(Beginning of Extracted entries)

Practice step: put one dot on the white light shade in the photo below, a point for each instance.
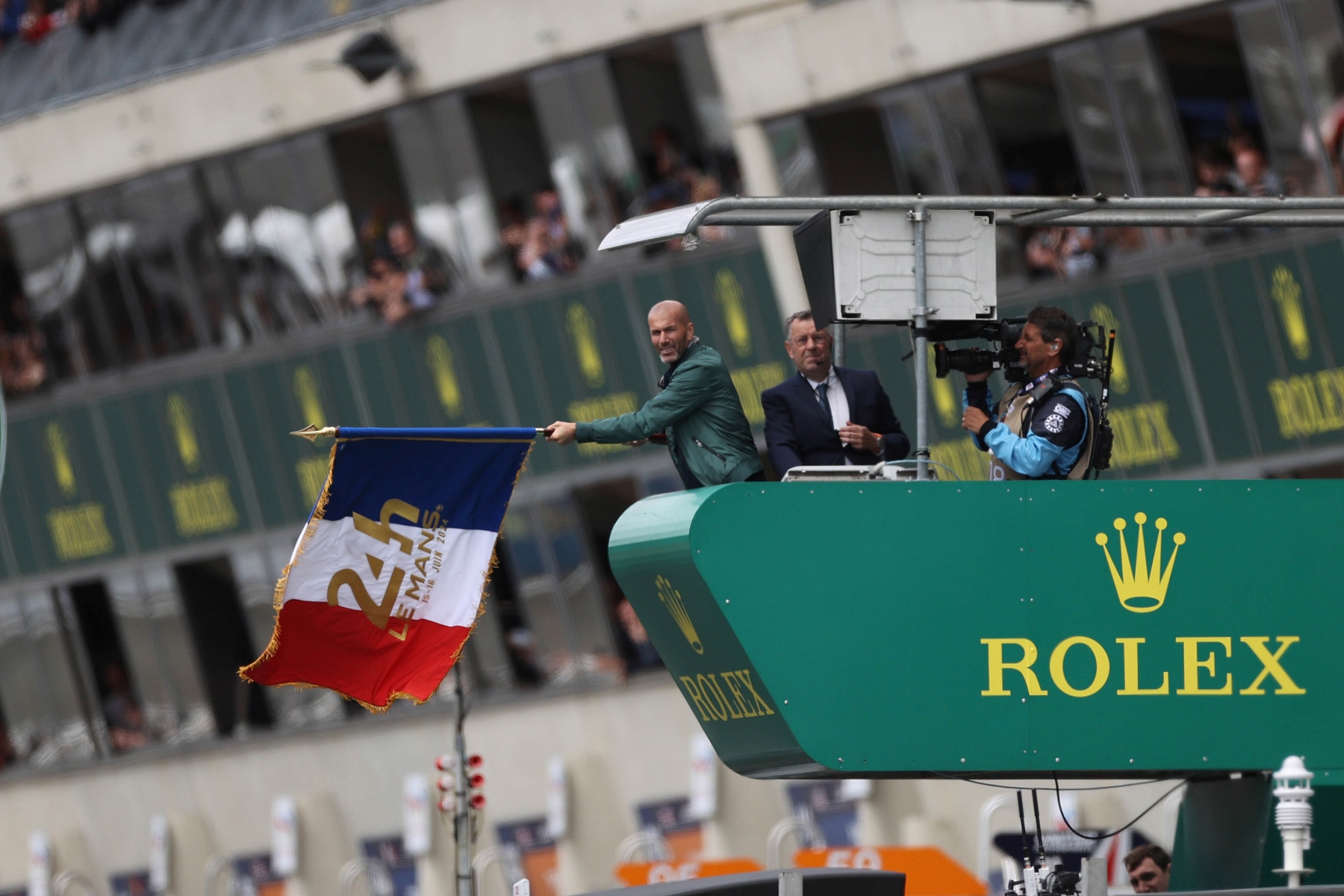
(417, 815)
(557, 798)
(705, 778)
(284, 836)
(856, 788)
(40, 864)
(161, 853)
(651, 228)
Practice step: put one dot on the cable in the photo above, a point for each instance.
(986, 783)
(1135, 821)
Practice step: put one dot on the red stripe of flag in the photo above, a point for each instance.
(337, 648)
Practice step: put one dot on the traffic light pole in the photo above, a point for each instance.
(921, 220)
(463, 810)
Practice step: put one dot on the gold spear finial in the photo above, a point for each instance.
(312, 433)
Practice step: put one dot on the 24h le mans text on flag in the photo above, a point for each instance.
(386, 581)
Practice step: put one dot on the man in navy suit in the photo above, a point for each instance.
(827, 415)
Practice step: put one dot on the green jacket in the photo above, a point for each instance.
(699, 410)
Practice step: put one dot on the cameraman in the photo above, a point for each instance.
(1041, 429)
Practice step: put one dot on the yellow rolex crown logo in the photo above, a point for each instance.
(671, 598)
(1140, 583)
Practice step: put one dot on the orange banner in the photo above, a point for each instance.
(640, 874)
(927, 869)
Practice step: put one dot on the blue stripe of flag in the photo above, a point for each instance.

(End of Extracted entries)

#### [Task brief]
Repeat the data exactly, excluding the pictures.

#### [Finished exercise]
Practice step: put one dot on the white light shade in the photo below, a point for each instance.
(417, 815)
(557, 798)
(705, 778)
(284, 836)
(856, 788)
(40, 864)
(161, 853)
(651, 228)
Practice step: put one dot on the cable in the photo above, a point for each instance.
(986, 783)
(1135, 821)
Practice step: put one dot on the red stripe of flag in the photo above, a point for each instance.
(337, 648)
Practice step: put one dot on the traffic light pole in the photo above, a point for each instance.
(921, 220)
(463, 810)
Practice step: put one dot on the gold spear finial in the photo above, a point for each instance.
(312, 433)
Practice step: put one dot on the 24h le mans text on flag in the photo above, a point for each instance.
(386, 581)
Practice step: put one dot on the man in navy suit in the photo above, a point for each instance.
(827, 415)
Practice step: put one dot on the green jacket in the photo above, a point for each instance.
(699, 410)
Practice step: put one dot on the cameraman in the photo above, a point for each instance.
(1041, 429)
Practice step: put one dot on the yellow rolex crown logo in the photo above, a point for each instance.
(671, 598)
(1140, 583)
Practice step: put one dot on the orange banner in the photo above, a point for each instance.
(640, 874)
(927, 869)
Practice step: put one dot on the blue stripe of flag in the photo above, a point for each instance.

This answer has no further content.